(Data items)

[Start of section]

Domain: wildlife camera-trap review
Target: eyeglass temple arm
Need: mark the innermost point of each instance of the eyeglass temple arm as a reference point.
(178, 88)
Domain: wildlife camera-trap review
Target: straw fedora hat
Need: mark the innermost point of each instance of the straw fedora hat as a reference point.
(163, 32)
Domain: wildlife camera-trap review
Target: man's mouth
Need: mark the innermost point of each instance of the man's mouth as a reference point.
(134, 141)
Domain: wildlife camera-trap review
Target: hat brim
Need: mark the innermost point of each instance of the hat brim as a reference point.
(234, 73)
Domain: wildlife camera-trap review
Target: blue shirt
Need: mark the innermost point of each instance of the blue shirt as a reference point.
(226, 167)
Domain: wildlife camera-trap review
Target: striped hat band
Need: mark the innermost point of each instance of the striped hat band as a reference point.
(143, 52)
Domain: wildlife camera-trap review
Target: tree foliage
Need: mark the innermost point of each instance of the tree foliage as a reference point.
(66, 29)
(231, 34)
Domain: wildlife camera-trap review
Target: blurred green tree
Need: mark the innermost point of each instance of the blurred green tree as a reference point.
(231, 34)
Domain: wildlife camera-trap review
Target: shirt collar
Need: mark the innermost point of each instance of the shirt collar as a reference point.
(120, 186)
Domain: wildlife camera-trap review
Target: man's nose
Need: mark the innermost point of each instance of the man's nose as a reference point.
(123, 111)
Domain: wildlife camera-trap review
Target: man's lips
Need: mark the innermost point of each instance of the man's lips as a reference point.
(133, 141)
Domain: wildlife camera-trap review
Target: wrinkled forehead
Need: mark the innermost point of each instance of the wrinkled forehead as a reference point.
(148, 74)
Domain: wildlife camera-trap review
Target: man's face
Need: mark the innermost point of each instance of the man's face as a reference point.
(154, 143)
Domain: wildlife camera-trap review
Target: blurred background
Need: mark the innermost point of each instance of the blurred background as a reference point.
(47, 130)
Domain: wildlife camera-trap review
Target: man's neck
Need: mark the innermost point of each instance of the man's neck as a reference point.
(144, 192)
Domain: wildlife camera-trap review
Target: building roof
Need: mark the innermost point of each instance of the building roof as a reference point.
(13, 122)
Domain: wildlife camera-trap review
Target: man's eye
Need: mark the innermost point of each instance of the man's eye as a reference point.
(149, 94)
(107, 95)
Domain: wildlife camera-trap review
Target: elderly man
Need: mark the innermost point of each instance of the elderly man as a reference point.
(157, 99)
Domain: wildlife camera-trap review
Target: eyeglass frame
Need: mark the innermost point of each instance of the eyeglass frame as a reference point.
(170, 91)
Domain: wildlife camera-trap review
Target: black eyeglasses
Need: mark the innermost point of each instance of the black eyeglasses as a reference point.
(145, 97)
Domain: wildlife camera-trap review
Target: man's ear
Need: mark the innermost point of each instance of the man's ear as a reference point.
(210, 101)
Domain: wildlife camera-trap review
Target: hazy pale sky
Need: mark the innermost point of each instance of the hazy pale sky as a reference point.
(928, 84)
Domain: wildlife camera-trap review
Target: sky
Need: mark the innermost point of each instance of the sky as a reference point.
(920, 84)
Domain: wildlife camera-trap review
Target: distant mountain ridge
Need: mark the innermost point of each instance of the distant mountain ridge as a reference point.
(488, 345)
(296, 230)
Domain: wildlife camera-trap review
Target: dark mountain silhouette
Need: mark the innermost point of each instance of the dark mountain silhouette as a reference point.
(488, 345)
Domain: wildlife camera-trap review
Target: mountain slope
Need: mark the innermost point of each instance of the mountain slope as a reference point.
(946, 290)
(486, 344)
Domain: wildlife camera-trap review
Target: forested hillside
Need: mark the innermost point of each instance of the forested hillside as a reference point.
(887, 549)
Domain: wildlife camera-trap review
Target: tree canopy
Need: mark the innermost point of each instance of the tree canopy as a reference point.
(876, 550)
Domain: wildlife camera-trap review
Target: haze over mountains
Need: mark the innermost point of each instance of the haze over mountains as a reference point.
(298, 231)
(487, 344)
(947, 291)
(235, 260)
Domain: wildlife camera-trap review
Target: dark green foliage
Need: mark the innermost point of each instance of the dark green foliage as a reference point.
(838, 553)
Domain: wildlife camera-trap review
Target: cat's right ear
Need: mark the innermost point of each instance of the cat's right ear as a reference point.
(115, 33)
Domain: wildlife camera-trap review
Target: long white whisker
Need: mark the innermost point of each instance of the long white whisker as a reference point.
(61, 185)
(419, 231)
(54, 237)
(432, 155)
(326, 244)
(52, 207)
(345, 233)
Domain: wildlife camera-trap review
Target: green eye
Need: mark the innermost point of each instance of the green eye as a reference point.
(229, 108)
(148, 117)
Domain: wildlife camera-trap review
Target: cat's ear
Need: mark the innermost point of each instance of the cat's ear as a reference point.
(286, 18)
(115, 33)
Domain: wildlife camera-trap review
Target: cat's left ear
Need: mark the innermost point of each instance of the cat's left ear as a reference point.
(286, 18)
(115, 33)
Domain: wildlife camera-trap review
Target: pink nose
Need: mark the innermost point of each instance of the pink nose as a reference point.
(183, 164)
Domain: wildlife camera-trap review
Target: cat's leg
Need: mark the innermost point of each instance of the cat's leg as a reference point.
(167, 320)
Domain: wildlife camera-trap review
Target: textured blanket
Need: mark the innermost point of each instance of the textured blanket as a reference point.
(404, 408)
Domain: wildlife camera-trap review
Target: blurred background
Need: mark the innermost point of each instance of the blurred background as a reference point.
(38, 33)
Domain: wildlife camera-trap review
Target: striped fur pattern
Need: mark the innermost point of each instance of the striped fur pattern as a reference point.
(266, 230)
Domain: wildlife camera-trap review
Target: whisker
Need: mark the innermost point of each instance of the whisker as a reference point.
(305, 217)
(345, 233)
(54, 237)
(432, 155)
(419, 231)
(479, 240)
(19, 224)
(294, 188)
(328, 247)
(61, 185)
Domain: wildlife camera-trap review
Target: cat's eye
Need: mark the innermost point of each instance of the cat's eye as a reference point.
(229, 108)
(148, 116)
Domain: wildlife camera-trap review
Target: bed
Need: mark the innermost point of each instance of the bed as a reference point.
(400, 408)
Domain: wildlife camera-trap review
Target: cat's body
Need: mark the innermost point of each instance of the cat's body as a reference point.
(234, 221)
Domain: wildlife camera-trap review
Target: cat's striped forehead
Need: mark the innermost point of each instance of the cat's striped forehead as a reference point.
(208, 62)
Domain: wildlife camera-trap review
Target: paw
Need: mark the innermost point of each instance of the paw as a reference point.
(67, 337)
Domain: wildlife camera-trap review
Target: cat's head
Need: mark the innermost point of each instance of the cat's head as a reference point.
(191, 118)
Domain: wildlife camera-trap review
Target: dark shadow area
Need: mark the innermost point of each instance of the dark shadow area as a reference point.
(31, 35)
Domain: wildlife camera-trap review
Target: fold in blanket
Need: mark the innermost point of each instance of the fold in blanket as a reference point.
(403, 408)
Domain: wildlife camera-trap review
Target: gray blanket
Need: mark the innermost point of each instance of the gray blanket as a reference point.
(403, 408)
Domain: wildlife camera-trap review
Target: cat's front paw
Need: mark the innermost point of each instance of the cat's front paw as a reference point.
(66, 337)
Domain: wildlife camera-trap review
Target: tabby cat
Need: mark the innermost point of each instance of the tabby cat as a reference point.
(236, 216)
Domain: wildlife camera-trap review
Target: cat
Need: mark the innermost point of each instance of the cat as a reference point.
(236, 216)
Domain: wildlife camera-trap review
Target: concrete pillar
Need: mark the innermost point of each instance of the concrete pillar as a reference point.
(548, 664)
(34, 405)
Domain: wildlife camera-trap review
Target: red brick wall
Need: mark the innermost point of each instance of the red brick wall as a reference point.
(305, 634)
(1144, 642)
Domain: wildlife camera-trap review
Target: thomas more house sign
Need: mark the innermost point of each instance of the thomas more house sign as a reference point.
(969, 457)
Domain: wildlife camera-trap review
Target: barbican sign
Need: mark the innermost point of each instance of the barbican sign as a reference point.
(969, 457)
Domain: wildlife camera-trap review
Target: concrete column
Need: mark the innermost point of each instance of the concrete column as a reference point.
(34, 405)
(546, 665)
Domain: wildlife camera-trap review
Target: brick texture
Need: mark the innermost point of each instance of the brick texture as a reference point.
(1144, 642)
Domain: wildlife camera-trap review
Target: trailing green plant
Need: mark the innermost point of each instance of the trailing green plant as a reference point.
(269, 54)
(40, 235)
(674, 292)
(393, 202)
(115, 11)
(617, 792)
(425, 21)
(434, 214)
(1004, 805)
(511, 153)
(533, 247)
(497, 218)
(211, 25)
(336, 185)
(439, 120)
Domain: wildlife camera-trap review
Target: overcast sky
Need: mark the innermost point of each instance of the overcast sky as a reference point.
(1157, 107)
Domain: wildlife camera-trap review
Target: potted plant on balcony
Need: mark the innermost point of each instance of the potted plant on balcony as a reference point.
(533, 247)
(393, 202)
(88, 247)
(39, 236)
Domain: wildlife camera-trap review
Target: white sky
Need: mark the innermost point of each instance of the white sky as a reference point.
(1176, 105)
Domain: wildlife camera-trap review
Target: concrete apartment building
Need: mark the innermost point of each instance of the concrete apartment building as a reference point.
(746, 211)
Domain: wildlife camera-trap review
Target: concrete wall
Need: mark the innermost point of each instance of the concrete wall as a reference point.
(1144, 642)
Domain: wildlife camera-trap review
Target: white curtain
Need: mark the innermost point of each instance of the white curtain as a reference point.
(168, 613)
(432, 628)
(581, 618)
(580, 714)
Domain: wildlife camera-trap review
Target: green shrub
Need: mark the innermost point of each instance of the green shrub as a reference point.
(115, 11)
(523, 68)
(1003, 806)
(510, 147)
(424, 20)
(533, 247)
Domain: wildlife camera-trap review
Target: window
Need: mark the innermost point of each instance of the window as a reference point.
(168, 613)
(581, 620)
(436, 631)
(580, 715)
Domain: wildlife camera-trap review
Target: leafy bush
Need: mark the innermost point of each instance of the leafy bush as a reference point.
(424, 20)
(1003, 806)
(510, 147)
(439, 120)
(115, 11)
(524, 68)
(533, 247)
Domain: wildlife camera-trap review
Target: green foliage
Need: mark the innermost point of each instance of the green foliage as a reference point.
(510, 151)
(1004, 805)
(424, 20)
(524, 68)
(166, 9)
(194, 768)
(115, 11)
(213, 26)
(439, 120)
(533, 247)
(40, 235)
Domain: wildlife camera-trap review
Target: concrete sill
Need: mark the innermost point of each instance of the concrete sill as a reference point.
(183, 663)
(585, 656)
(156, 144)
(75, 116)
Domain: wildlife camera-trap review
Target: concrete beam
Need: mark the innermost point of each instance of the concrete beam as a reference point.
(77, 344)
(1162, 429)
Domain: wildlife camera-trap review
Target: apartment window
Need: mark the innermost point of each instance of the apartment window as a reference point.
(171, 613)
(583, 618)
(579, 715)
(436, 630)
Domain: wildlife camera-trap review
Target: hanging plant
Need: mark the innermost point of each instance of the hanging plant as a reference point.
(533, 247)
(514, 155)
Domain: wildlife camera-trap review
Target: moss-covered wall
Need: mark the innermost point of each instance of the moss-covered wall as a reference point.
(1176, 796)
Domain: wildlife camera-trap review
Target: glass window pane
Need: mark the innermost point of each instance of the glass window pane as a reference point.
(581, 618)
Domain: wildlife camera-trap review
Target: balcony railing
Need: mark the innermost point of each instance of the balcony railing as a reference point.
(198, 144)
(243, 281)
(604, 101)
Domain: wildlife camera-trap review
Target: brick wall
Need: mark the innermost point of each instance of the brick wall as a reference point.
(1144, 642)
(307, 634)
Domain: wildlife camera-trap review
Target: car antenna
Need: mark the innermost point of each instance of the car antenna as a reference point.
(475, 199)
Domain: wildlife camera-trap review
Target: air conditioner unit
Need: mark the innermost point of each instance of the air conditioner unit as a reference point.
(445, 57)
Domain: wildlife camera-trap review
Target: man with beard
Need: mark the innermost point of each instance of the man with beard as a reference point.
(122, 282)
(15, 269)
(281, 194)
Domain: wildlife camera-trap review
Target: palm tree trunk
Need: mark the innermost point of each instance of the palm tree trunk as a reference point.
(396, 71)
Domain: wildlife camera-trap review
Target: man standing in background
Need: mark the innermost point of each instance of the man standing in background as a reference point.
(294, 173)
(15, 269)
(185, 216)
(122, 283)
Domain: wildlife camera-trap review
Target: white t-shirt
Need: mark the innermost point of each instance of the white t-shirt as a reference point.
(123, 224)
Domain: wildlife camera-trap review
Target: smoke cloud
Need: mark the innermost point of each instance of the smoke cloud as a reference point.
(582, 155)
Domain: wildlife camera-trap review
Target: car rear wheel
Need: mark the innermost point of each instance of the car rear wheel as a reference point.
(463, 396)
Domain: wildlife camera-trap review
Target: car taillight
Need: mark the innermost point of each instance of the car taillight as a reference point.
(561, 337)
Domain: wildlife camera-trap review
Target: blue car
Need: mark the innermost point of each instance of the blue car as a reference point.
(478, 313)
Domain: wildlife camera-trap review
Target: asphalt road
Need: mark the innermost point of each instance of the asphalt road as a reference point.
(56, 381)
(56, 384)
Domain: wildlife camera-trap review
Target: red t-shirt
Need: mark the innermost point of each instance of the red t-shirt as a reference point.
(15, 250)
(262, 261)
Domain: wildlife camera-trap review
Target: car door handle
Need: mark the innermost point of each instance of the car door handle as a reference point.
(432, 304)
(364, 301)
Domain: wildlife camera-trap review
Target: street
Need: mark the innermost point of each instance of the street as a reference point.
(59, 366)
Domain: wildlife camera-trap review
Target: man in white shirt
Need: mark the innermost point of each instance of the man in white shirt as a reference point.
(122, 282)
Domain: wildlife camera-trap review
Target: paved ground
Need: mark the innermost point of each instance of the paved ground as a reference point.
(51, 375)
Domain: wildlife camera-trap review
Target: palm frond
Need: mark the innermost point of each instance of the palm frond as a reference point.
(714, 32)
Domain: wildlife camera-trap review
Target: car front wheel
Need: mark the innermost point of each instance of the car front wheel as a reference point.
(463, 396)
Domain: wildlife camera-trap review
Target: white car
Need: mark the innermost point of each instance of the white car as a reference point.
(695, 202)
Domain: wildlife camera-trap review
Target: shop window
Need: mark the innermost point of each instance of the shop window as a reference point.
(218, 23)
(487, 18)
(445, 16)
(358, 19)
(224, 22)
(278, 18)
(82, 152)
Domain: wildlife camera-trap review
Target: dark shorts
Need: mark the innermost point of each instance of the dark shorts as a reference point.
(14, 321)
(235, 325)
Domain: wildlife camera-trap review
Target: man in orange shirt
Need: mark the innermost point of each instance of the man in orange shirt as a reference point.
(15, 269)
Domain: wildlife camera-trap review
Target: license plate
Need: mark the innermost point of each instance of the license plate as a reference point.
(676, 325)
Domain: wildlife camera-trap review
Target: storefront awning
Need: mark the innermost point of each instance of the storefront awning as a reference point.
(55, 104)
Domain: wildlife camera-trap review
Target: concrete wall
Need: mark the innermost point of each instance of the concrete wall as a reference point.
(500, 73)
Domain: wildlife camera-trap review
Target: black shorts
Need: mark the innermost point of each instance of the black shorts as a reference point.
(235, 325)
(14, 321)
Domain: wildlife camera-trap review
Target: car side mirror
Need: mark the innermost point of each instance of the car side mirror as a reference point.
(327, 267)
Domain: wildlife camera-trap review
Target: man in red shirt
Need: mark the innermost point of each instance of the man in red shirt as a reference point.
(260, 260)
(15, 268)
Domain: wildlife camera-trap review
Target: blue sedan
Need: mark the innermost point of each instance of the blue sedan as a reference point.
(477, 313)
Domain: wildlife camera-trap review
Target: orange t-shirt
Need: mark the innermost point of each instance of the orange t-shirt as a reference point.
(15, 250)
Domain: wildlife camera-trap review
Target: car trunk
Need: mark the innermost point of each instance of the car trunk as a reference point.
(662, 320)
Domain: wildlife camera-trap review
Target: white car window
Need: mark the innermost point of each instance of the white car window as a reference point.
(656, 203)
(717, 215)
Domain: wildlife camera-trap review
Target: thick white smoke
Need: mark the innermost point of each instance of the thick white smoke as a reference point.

[End of section]

Assigned task: Wherever the string "thick" shows up in a line of the records, count that line once. Report the total alone.

Written reply: 2